Text extract:
— begin —
229 lines
10 KiB
Plaintext
229 lines
10 KiB
Plaintext
---
|
|
layout: docs
|
|
page_title: Vault Enterprise Eventual Consistency
|
|
description: Vault Enterprise Consistency Model
|
|
---
|
|
|
|
# Vault Eventual Consistency
|
|
|
|
When running in a cluster, Vault has an eventual consistency model.
|
|
Only one node (the leader) can write to Vault's storage.
|
|
Users generally expect read-after-write consistency: in other
|
|
words, after writing foo=1, a subsequent read of foo should return 1. Depending
|
|
on the Vault configuration this isn't always the case. When using performance
|
|
standbys with Integrated Storage, or when using performance replication,
|
|
there are some sequences of operations that don't always yield read-after-write
|
|
consistency.
|
|
|
|
## Performance Standby Nodes
|
|
|
|
When using the Integrated Storage backend without performance standbys, only
|
|
a single Vault node (the active node) handles requests. Requests sent to
|
|
regular standbys are handled by forwarding them to the active node. This Vault configuration
|
|
gives Vault the same behavior as the default Consul consistency model.
— end —
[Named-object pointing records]
— begin —
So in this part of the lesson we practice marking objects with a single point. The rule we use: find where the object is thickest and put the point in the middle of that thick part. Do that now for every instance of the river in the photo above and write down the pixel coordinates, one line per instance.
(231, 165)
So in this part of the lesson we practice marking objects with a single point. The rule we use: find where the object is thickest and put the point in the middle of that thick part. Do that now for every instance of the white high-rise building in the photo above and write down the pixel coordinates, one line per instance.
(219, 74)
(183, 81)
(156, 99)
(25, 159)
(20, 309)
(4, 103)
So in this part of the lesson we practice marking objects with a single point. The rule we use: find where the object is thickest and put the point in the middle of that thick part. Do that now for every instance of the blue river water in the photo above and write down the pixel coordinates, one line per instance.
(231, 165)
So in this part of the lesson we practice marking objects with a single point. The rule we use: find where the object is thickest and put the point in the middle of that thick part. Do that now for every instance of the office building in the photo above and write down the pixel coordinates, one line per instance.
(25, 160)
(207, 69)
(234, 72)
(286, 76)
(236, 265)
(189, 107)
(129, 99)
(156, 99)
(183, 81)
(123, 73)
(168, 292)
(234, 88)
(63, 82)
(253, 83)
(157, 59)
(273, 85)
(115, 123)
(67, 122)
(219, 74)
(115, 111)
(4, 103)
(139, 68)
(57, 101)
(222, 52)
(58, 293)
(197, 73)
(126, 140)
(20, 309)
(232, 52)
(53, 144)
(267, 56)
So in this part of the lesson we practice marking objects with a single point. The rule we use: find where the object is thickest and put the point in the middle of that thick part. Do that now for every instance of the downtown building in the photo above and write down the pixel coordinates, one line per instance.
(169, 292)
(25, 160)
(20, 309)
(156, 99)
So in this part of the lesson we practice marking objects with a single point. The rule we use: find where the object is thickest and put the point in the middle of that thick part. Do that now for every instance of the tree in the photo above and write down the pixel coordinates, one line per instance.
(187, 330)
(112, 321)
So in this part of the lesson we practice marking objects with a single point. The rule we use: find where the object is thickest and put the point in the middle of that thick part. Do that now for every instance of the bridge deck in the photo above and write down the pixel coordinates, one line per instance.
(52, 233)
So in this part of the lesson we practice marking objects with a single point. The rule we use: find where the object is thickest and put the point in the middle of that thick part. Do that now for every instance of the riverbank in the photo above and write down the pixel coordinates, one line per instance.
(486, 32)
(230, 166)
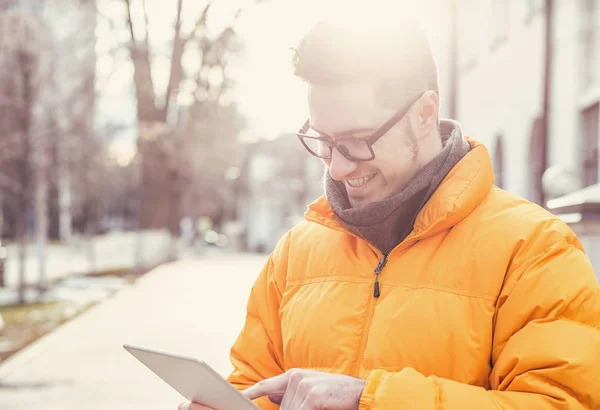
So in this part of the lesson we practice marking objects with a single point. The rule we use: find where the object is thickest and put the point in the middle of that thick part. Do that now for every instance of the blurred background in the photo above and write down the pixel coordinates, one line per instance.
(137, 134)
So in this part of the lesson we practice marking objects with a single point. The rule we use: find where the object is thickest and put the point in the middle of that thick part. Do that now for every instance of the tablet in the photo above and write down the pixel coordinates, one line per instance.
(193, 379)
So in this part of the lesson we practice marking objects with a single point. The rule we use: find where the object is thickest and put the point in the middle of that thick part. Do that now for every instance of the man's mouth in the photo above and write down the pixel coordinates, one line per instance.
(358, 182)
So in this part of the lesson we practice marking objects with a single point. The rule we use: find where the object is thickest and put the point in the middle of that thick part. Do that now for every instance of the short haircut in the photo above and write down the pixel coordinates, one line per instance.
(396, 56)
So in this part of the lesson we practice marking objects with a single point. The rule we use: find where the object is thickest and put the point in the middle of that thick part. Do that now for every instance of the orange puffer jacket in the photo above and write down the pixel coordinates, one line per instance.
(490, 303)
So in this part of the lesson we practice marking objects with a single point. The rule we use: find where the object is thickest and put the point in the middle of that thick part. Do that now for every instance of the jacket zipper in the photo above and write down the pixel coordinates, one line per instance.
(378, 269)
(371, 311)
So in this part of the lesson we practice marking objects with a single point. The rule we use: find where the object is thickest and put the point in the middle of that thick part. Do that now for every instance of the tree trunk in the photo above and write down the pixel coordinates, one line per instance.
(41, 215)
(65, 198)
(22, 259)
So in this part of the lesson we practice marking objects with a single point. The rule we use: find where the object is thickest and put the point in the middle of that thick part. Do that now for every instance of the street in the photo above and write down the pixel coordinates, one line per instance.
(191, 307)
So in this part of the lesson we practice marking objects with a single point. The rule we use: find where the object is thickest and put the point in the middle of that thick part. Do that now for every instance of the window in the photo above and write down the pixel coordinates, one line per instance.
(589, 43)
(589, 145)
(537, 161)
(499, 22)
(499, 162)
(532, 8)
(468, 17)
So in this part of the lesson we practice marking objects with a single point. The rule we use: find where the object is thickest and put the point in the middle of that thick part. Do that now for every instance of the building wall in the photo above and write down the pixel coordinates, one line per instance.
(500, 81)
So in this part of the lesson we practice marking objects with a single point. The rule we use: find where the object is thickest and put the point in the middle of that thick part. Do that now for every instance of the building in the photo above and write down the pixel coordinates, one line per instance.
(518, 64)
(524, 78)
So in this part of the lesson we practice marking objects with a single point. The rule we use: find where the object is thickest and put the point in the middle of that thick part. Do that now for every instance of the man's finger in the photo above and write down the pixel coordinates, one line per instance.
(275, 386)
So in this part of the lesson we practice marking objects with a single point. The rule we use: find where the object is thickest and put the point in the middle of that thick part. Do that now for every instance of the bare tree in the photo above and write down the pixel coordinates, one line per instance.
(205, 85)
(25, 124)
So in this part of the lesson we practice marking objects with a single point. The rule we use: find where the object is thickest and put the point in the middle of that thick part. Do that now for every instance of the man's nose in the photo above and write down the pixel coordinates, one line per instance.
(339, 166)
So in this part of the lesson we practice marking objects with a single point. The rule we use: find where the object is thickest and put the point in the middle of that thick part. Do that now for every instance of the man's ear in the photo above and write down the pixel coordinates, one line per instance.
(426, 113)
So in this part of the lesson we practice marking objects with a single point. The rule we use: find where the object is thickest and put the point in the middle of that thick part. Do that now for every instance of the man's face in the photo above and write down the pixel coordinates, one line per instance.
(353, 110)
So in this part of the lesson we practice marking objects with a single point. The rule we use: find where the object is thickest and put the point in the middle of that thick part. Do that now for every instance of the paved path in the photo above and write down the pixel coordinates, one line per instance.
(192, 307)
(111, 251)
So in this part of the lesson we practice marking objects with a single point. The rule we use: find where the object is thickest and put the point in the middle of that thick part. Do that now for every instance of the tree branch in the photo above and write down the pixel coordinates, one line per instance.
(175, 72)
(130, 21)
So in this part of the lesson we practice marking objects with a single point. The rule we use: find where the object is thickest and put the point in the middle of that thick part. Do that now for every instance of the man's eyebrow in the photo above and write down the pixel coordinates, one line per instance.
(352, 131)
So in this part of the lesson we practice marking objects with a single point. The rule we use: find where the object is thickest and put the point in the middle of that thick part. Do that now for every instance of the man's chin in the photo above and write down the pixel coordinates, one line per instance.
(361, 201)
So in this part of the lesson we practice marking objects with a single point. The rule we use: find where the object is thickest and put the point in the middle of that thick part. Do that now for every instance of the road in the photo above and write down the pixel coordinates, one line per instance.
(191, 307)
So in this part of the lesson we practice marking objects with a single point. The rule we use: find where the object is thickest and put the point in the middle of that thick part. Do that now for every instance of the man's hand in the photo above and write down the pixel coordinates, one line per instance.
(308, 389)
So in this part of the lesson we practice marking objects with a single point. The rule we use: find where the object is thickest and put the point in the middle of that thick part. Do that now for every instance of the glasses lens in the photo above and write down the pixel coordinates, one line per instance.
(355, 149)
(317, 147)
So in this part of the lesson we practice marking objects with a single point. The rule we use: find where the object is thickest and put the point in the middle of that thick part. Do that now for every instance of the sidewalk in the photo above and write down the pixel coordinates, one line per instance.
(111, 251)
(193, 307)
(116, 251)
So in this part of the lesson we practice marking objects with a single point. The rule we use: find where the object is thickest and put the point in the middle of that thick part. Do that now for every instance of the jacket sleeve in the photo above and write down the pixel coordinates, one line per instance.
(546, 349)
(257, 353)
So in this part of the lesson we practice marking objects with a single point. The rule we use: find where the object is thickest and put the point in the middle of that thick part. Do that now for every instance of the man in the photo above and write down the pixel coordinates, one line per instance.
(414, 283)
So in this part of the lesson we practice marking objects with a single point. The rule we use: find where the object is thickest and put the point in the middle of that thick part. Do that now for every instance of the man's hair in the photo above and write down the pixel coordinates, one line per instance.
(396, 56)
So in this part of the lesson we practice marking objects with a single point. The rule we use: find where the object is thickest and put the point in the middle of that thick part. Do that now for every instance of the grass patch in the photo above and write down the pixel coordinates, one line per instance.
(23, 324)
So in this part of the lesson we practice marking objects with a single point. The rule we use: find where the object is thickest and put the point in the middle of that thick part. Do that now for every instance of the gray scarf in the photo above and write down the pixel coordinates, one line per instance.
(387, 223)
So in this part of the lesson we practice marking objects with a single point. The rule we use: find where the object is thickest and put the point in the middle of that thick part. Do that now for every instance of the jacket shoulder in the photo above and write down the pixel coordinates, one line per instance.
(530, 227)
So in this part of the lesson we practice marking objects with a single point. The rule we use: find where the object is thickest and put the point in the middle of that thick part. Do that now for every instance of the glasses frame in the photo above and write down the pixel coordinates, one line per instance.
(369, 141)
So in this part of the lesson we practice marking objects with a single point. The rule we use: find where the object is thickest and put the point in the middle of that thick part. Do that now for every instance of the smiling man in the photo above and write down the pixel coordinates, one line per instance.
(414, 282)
— end —
The exercise:
Resume the Vault eventual consistency text, picking up after its last sentence.

Written response:
|
|
|
|
When using the Integrated Storage backend with performance standbys, both the
|
|
active node and performance standbys can handle requests. If a performance standby
|
|
handles a login request, or a request that generates a dynamic secret, the
|
|
performance standby will issue a remote procedure call (RPC) to the active node to store the token
|
|
and/or lease. If the performance standby handles any other request that
|
|
results in a storage write, it will forward that request to the active node
|
|
in the same way a regular standby forwards all requests.
|
|
|
|
With Integrated Storage, all writes occur on the active node, which then issues
|
|
RPCs to update the local storage on every other node. Between when the active
|
|
node writes the data to its local disk, and when those RPCs are handled on the
|
|
other nodes to write the data to their local disks, those nodes present a stale
|
|
view of the data.
|
|
|
|
As a result, even if you're always talking to the same performance standby,
|
|
you may not get read-after-write semantics. The write gets sent to the active
|
|
node, and if the subsequent read request occurs before the new data gets sent
|
|
to the node handling the read request, the read request won't be able to take
|
|
the write into account because the new data isn't present on that node yet.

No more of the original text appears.